Image point grounding data:
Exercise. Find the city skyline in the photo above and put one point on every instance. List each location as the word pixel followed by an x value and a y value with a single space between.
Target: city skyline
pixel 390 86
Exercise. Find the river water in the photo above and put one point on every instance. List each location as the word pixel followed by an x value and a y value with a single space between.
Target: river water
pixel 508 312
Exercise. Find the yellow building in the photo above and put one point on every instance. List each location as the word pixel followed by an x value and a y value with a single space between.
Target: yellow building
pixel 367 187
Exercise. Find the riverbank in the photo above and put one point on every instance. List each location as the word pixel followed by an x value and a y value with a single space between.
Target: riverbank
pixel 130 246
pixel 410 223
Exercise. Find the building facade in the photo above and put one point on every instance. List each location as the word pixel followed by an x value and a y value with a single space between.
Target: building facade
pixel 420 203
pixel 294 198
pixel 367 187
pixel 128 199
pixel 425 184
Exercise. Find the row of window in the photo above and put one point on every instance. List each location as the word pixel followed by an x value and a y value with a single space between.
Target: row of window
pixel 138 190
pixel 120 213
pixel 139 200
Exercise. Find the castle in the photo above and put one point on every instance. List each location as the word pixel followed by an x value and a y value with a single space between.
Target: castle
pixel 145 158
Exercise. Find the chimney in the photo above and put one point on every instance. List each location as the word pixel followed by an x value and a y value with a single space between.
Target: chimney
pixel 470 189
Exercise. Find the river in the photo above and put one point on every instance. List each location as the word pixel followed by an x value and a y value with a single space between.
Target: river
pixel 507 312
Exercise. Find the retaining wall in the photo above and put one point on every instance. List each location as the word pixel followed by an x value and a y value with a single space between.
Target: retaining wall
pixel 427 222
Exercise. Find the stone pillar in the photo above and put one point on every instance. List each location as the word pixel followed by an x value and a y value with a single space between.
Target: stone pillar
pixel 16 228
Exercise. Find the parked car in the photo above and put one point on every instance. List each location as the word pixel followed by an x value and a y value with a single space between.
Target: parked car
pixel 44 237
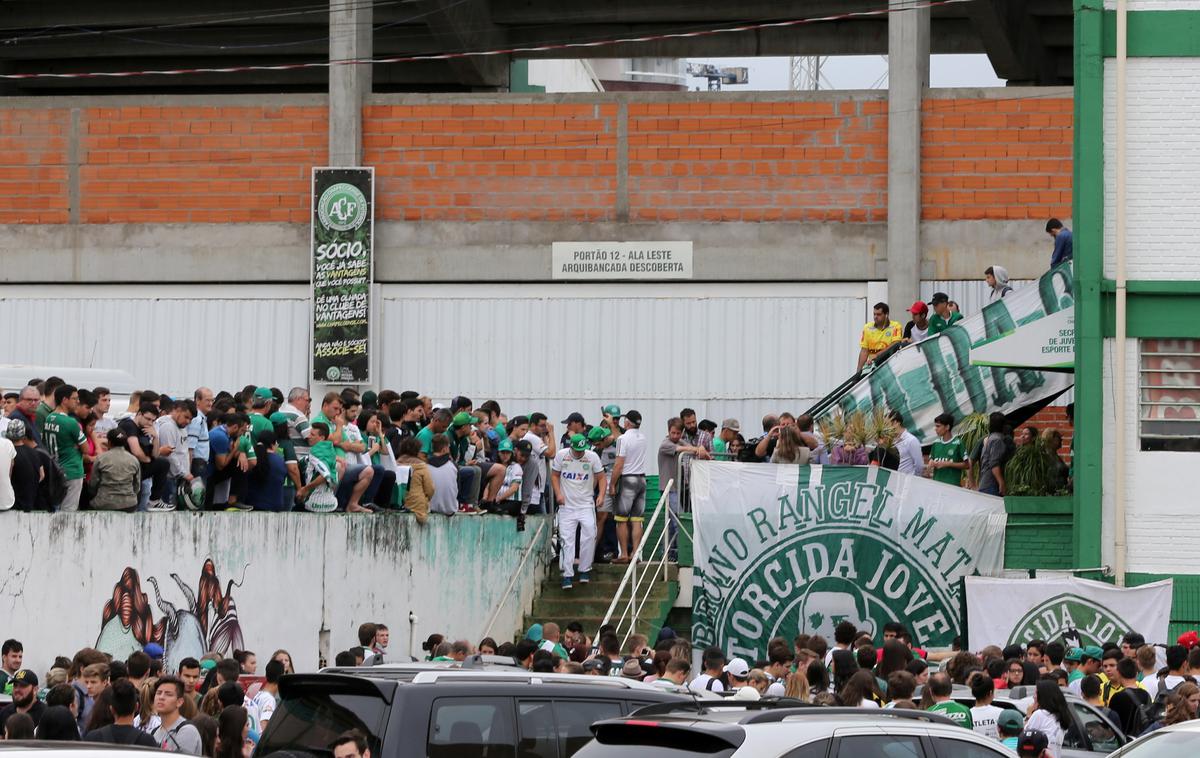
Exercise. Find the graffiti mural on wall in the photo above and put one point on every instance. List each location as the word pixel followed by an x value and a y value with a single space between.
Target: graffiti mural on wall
pixel 204 620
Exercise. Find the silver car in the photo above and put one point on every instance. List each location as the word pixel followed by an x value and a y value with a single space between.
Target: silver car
pixel 766 729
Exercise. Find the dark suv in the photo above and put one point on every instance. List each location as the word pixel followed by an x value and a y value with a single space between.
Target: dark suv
pixel 451 714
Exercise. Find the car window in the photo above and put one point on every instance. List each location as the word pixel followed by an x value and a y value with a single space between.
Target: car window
pixel 949 747
pixel 537 735
pixel 1103 738
pixel 575 720
pixel 813 750
pixel 880 746
pixel 471 728
pixel 312 719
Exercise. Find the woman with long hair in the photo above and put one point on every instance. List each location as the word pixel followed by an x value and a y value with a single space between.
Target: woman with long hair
pixel 819 678
pixel 208 728
pixel 232 729
pixel 844 667
pixel 797 686
pixel 283 657
pixel 861 691
pixel 1050 715
pixel 895 657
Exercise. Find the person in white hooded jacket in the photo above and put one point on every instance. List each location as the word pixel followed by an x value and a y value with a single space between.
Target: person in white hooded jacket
pixel 997 280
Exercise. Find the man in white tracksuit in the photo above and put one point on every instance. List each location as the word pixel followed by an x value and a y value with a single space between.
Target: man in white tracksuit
pixel 575 475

Directions: Each entry gets copied exactly; the pictures stay out.

Task result:
Exercise. Find the city skyline in the photo above and put one point on every instance. List each location as the word pixel followed by an x value and a y value with a single space between.
Target: city skyline
pixel 390 86
Exercise. Find the river water in the photo above and put one point on every instance. List each location as the word pixel followed by an x value and a y value with a single space between.
Target: river water
pixel 508 312
Exercise. Find the yellow building in the photo above and put one point on every instance. List each location as the word pixel followed by an x value and a y value with a single space between.
Target: yellow building
pixel 367 187
Exercise. Find the riverbank in the photo above and put one point on every instance. List each location as the word pixel followed by an x value and a y value with a single space between.
Target: riverbank
pixel 130 246
pixel 410 223
Exercise. Find the building facade in the photo above and put one point on every instance. List each location as the word pixel followed by an x value and a y value with a single space between.
Target: building facade
pixel 420 203
pixel 294 198
pixel 367 187
pixel 128 199
pixel 425 184
Exercise. Find the row of window in the photo above and put one point on every instance. List each location as the word pixel followed by an x value and a y value with a single space between.
Target: row of window
pixel 138 190
pixel 120 213
pixel 139 200
Exercise. Find the castle in the photo above and put one point on every instance. List each location as the word pixel followed by an x value and a y value with a single space between.
Target: castle
pixel 145 158
Exercise. Find the chimney in the photo above and put one point on every instance. List each location as the word pixel followed by an x value and a y value with a single space between.
Target: chimney
pixel 470 189
Exercise. Find the river in the photo above and put one point on every instance. List each location as the word pixel followed by an x value and a y value with a single space between.
Target: river
pixel 507 312
Exercise. Find the retaining wall in the photo above and put one point on every instance. List each location as the word pixel followed by an x value and a y value with a single space between.
Target: retaining wall
pixel 427 222
Exercise. Find the stone pillar in the photo above and put one point on every instance. List each location as the word pixel followed by an x value and a y value with a single space between.
Target: stone pillar
pixel 16 228
Exercise. Find the parked car in the photo above and put one point on every instance. List each location as the word pixel followed by an x value and a y value with a single space between.
Target: parked car
pixel 44 237
Exercise. Find the graffiti mural on wall in the photo above and put one point on every instance. List each location as the word pixel followed by an x value and a y value with a single space between.
Target: graffiti mural on wall
pixel 204 620
Exercise. Find the silver car in the photo above and put one point on every instance. List each location as the word pixel followed by an x value and a y value with a single space between.
Target: silver car
pixel 766 729
Exercise. Find the dark suv in the photo above and put one point on every instance. List each location as the word pixel followed by an x value and a y value with a single space between.
Target: dark suv
pixel 451 714
Exercise. Find the car window in the photo above and put one point on every instance. List each location as the word pixel followed by an x value and a y value with a single space between.
Target: car window
pixel 949 747
pixel 537 735
pixel 1103 738
pixel 575 720
pixel 813 750
pixel 880 746
pixel 471 728
pixel 312 719
Exercise. Find the woman with long hair in the photo above and put one point on every instance. List each location as the word pixel followed by an x value and a y value with a single space between.
Target: woman with long hair
pixel 819 678
pixel 208 728
pixel 232 729
pixel 844 667
pixel 797 686
pixel 283 657
pixel 861 691
pixel 1050 715
pixel 895 657
Exercise. Find the person in white hooded jacket in the photo above and put one point on every instance. List each location as the word pixel followed by an x value and a y value with a single space between.
Target: person in white hooded jacket
pixel 997 280
Exercise. Find the man in white tracksuit in the photo above and put one point on every instance. List each location as the word pixel followed by an x value and a y value with a single space between.
Target: man in white tracksuit
pixel 575 475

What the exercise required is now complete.